(Exercise data Opens)
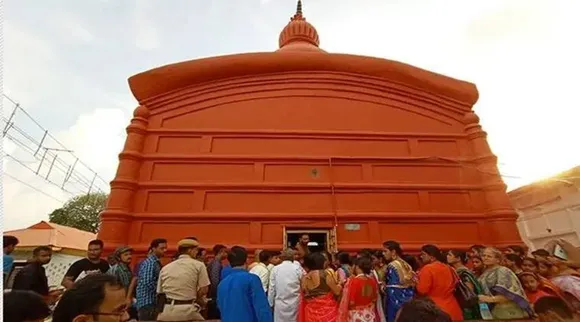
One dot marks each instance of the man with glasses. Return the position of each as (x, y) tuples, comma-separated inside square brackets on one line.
[(98, 297), (92, 264)]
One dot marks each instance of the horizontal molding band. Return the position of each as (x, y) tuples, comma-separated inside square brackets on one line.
[(345, 217), (419, 160), (274, 187), (303, 134)]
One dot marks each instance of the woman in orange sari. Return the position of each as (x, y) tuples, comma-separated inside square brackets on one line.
[(437, 281), (360, 298), (319, 291)]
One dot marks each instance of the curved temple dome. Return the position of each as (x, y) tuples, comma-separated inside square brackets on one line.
[(255, 149)]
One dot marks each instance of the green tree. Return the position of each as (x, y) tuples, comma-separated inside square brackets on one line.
[(81, 212)]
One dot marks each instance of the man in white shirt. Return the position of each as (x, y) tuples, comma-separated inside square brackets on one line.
[(261, 269), (274, 260), (284, 288)]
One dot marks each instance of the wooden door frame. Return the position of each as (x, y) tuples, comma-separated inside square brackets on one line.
[(330, 233)]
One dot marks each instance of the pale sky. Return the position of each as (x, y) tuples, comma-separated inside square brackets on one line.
[(67, 63)]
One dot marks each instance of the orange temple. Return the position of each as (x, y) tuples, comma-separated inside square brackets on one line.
[(255, 149)]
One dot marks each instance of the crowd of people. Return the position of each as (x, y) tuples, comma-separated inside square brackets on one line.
[(298, 285)]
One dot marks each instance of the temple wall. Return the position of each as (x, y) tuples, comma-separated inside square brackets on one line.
[(235, 161)]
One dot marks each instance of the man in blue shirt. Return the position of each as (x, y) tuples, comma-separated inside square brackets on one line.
[(241, 297), (148, 275), (9, 243)]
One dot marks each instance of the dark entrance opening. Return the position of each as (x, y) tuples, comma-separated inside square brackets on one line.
[(318, 239)]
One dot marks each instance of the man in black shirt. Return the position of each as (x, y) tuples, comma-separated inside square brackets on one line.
[(93, 264), (32, 277)]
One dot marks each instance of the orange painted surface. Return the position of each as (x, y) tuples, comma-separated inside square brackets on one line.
[(232, 149)]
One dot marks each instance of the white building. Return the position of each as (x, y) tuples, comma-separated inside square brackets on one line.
[(549, 209), (68, 245)]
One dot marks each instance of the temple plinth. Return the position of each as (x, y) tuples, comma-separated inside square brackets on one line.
[(252, 149)]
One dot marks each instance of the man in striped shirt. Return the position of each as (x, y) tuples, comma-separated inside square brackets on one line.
[(148, 275)]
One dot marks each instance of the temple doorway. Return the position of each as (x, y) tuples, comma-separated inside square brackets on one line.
[(319, 238)]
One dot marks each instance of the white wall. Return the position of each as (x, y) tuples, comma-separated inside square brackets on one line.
[(559, 218)]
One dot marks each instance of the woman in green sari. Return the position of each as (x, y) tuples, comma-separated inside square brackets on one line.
[(457, 259), (502, 289)]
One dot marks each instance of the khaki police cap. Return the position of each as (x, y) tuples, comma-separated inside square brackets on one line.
[(188, 243)]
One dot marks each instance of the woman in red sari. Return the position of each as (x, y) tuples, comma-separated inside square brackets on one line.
[(319, 291), (437, 281), (360, 298), (531, 265)]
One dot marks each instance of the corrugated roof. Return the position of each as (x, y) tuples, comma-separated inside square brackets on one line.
[(51, 234)]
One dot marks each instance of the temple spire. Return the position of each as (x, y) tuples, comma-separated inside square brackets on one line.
[(298, 15), (299, 35)]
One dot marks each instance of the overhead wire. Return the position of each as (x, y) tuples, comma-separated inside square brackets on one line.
[(32, 187), (74, 181)]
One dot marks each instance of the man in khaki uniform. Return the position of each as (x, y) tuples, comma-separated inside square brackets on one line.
[(183, 285)]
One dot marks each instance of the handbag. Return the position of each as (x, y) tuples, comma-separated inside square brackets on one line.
[(464, 295)]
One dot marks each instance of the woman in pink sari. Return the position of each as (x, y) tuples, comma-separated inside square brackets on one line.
[(319, 291), (361, 300)]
(Exercise data Closes)
> Problem to solve
Could the entries above be copied out exactly, with no pictures included?

> Task result
One dot marks each instance of the man with glasses. Return the position of each as (x, y) tuples, comma-separated inside square brackets on one line.
[(98, 297), (92, 264)]
One dot marks each instance of the horizontal molding band. Return the position of each as (x, y) tuples, comma-separated inside square brackets on one line.
[(345, 217), (419, 160), (274, 187), (303, 134)]
One dot marks each instance of the woman in orange sari. Return the position of each as (x, y) tuples, comma-separated inside square brackets on one line.
[(437, 281), (360, 298), (319, 291)]
One dot marks each instance of the curved temple dome. Return the position of each as (x, y) tuples, comma-separated inside square brackets on one line.
[(255, 149)]
One dot marks each instance of the green tree. Return the position of each as (x, y) tuples, comma-separated inside square brackets on one line.
[(81, 212)]
One dot marks each instance of the man in white shirt. Return the position of each as (x, y) tuples, comma-separated inside square brackets on one line.
[(261, 269), (274, 260), (284, 288)]
One dot marks each instance of the wooden door frame. Return the position of each as (x, y) tuples, comma-separated inside square brackets on one line.
[(330, 233)]
One dot marks each instance of the pale sky. Return the position of each as (x, y) tuples, comma-separated inside square brackets on one line.
[(67, 63)]
One dot marks each instance of the orange temple. Return the position of each as (x, y) tuples, comma-separated inside square brackets on one line.
[(255, 149)]
One dot marks each instance of the crowd of people. Return the position of each as (x, y) tuples, comma-separated inside square brackets on one line.
[(298, 285)]
One dot marks each instance of the temple wall. Return the position of each as (x, y) tuples, comma-separated inside square brackets on one line.
[(235, 161)]
One dot marks each instance of the man in blue shirt. Return the position of each as (x, y) tuples, comma-separated inside square brackets on one line.
[(241, 297), (148, 275), (9, 243)]
One dot marks each instance of the dark entrance opening. Return the position of each as (x, y) tuples, comma-separated inside square brackets on one line.
[(318, 239)]
One dot marks each instance of the man in black shirt. Return the position of each as (x, y) tuples, comma-separated inside square brackets on one line.
[(93, 264), (32, 277)]
One dot marks each instance of the orange painted surface. Return the position of each as (x, y) tuples, comma-separated inside square brackets on one line.
[(232, 149)]
One dot marks each instance of the white building. Return the position of each as (x, y) tuples, comma-separated inside square brackets on one line.
[(549, 209), (68, 245)]
One dot marks each instance of the temple plinth. Return the position of each as (x, y) tuples, comma-separated inside square brackets on one line.
[(252, 149)]
One dot marks each instance of the man in striped shirt. Return the position of each as (x, y) tuples, comma-separated inside square brackets on one line.
[(148, 275)]
One dot marks each instance of the temple doorway. Return the position of each as (x, y) tuples, comma-separated inside square brackets on one line.
[(319, 238)]
One dot marks each instance of the white wall. Return the position of each as (x, y) tuples, comma-separated inside square brackets on one line.
[(559, 218)]
One dot marks each instance of the woman in green sari. Return the position of each as (x, y) tuples, comma-separated inside square brackets on one line.
[(457, 259), (502, 289)]
One dot marks each instance of the khaki police cap. Return the position of each as (x, y) tuples, comma-separated inside square brackets on one line.
[(188, 243)]
One dot marks each instance of the woman in red sari. Return the position of each as (x, y) tuples, comma-separated inside square brackets on one line.
[(319, 291), (437, 281), (360, 298), (531, 265)]
One dot marks each instance of the corrugated roof. Return the position of each as (x, y) tuples, comma-separated inside square brackets on one line.
[(51, 234)]
One dot marks each instance of the temple spire. Return the position of each as (x, y) tuples, comma-separated inside square brackets on one line.
[(298, 15), (299, 35)]
One dot marks each instance of the overhead wire. Return the position of each as (x, y) tuples, comma-separated inside square brackets on one line.
[(32, 187), (74, 181)]
One dot marks each instance of the man in khaki uniform. Return the position of each as (x, y) tuples, comma-separated inside square brackets on one line.
[(183, 285)]
One dot marks each instance of the handbag. Return the position of each as (x, y) tuples, comma-separated inside square brackets on one line.
[(464, 295)]
One dot marks each instance of the woman in pink sari. Return the position of each as (x, y) tuples, comma-separated inside square brackets on one line.
[(319, 291), (361, 300)]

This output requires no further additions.